What the exercise asks – Write out every item below word for word, leaving out the picture.

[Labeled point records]
● ● ● ●

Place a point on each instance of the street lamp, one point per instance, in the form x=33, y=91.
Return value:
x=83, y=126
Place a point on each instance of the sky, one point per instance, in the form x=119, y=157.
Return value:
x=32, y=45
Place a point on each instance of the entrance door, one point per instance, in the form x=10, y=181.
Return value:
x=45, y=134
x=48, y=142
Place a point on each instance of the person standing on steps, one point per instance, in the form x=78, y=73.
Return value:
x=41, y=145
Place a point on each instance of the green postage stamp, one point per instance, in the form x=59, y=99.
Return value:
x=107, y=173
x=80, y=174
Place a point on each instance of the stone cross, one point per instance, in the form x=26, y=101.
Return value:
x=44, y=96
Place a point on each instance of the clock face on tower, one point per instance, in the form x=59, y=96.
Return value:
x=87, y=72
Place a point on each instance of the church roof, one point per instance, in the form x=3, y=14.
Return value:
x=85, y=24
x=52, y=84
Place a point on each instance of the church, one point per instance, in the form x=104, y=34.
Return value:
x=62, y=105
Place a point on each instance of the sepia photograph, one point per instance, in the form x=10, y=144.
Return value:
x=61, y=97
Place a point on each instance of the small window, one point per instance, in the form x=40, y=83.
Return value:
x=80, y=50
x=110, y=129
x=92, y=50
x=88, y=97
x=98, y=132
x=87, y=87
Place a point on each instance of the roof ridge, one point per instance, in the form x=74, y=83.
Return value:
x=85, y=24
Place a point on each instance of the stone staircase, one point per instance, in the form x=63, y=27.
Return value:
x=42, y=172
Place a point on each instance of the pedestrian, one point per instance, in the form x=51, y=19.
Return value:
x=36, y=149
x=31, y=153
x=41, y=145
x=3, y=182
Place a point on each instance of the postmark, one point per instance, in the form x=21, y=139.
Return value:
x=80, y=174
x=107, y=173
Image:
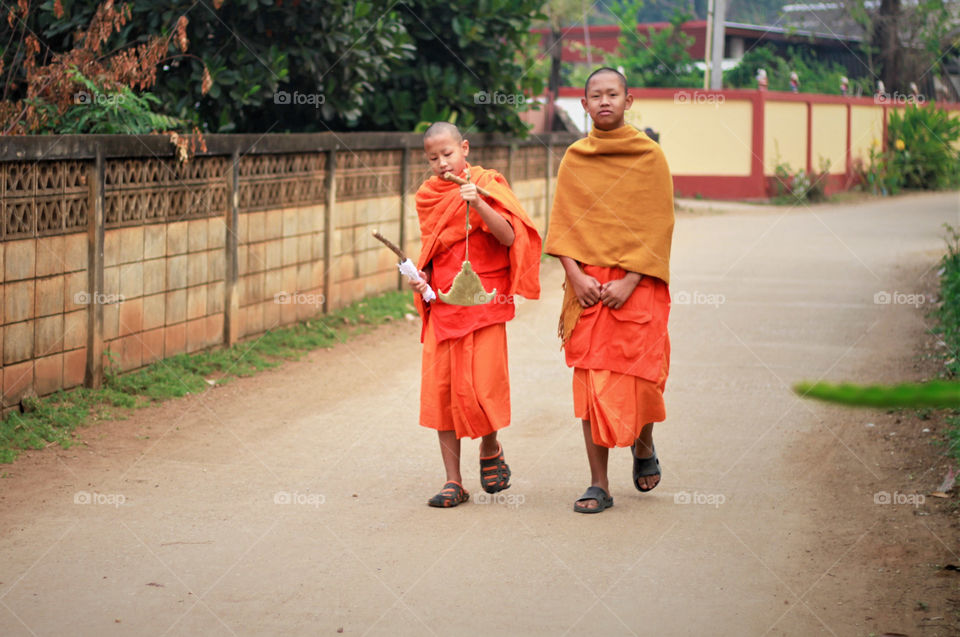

● ● ● ●

Reply –
Place a point on each instance of the street lamp, one point per instance, in the form x=33, y=91.
Return value:
x=83, y=126
Place a point on each instance of the sky, one point per instance, in the form x=119, y=157.
Return value:
x=32, y=45
Place a point on each instance of the entrance door, one point per instance, in the form x=10, y=181.
Return value:
x=45, y=134
x=48, y=142
Place a point on each instance of the person standing on steps, one point per instance, in the form x=78, y=73.
Return value:
x=41, y=145
Place a point on each instance of the green postage stamp, one point per instance, in the form x=59, y=99.
Return value:
x=107, y=173
x=80, y=174
Place a point on each instance of the stone cross, one point per instance, in the form x=26, y=101.
Return value:
x=44, y=96
Place a point on each instance of the clock face on tower, one point per instance, in the form x=59, y=96.
Return value:
x=87, y=72
Place a point on each instance of the church roof, one point per instance, in the form x=3, y=14.
Return value:
x=85, y=24
x=52, y=84
Place a point on each instance of the church, one point per instance, in the form x=104, y=34.
Return value:
x=62, y=105
Place a point on each instance of the sepia photograph, one point per instance, in the form x=10, y=144.
Return value:
x=61, y=97
Place a point on each instance of the small window, one point per instance, in the form x=40, y=83.
Return value:
x=80, y=50
x=110, y=129
x=92, y=50
x=88, y=97
x=98, y=132
x=87, y=87
Place a point on each instance of the roof ridge, one point per instance, in the form x=74, y=83.
Return value:
x=85, y=24
Place a point on each instance of the stone staircase, one point per instance, in the form x=63, y=27.
Return value:
x=42, y=172
Place a point on each instance of the pedestrian, one point per instance, in the form x=51, y=19.
Return value:
x=36, y=149
x=31, y=153
x=41, y=145
x=3, y=182
Place a point on each instance of the postmark, one point per instance, in the form x=21, y=139.
Return value:
x=80, y=174
x=107, y=173
Image:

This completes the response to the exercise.